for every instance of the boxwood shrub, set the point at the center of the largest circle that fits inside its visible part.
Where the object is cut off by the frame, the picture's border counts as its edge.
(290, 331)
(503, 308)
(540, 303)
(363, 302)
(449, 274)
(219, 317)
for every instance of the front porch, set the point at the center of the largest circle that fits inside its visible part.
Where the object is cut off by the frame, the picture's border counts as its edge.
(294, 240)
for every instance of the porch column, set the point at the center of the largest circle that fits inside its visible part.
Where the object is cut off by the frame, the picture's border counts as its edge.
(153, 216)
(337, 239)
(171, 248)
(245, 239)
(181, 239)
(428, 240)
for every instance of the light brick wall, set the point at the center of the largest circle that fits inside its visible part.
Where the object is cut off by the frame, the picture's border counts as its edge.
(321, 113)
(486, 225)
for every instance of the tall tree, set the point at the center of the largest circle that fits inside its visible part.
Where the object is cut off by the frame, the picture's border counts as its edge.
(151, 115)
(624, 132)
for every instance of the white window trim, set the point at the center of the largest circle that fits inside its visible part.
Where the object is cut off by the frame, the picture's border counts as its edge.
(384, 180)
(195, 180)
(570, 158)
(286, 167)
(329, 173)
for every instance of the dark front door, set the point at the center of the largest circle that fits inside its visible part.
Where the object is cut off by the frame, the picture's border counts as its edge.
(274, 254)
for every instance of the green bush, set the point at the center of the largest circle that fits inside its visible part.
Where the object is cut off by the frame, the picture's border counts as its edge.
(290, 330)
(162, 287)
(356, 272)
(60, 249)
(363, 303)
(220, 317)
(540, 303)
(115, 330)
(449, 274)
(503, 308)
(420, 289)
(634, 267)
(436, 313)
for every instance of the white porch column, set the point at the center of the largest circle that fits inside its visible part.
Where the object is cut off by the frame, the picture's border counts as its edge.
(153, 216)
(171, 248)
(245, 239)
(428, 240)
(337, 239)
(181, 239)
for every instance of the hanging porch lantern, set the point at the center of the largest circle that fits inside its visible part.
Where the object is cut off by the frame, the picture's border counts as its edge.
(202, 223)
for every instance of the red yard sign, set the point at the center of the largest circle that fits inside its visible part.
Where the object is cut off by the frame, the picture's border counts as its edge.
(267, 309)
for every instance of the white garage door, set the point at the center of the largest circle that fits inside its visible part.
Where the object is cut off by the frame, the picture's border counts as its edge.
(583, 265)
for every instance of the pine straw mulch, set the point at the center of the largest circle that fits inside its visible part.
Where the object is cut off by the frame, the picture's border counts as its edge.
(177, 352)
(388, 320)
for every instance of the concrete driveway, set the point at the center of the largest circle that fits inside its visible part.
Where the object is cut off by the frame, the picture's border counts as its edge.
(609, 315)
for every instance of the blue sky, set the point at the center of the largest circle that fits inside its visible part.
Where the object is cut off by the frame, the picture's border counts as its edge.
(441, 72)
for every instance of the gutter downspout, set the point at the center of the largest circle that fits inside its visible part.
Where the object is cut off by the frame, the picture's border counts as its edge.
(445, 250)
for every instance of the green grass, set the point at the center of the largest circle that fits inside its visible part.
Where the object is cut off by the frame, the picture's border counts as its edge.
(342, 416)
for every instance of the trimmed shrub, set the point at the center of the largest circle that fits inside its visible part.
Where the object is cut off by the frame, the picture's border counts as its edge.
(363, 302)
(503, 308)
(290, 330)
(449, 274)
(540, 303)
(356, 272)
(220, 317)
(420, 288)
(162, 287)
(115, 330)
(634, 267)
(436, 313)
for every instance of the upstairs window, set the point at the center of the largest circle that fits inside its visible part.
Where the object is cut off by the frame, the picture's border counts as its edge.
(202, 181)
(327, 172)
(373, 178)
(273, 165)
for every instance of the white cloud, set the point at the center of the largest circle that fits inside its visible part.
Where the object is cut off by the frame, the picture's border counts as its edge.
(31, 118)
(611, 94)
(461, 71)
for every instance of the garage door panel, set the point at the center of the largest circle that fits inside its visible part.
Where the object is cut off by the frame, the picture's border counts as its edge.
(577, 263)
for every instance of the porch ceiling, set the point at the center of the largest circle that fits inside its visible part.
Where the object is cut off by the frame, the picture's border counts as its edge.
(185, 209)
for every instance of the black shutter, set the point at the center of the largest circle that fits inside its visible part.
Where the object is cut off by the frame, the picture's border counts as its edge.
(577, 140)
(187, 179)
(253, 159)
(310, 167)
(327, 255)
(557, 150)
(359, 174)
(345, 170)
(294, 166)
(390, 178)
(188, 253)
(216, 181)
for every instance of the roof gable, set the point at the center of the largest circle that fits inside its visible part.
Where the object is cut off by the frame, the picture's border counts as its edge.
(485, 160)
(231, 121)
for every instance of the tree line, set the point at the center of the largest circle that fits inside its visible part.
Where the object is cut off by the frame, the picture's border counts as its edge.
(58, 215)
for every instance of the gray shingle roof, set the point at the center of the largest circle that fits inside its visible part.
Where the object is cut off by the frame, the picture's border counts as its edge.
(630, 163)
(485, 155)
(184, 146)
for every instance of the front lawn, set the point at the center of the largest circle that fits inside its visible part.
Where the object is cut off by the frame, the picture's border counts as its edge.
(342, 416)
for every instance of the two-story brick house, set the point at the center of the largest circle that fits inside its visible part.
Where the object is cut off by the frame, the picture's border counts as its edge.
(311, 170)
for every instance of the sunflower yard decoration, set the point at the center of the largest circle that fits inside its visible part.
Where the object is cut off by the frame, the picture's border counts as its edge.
_ _ _
▸ DESCRIPTION OF THE TASK
Both the line containing "for every instance of the white window" and the line containing "for every instance of the white porch" belong in the answer. Print them and every line above that falls between them exactly, and no others.

▸ THE COMPLETED TASK
for every instance of the white window trim, set the point at the center of the largest circle that fits inside its visible part.
Where the object is cut off by the frame, the picture's border counts as its edge.
(384, 180)
(195, 180)
(570, 158)
(286, 167)
(329, 173)
for every instance of the dark front door, set the point at the center of the largest circle that fits inside its visible part.
Where the object is cut off by the frame, the picture's border counts as its edge.
(274, 254)
for every instance of the green bush, set the point at the center of the largest circle that fits inside its visible part.
Where the object is cut off by the frame, the picture's border counts as its edge.
(290, 330)
(162, 287)
(356, 272)
(60, 249)
(363, 303)
(220, 317)
(540, 303)
(115, 330)
(449, 274)
(503, 308)
(420, 289)
(634, 267)
(436, 313)
for every instance of the white porch column, set the point at the center of the largest circle that fits inside its visible part.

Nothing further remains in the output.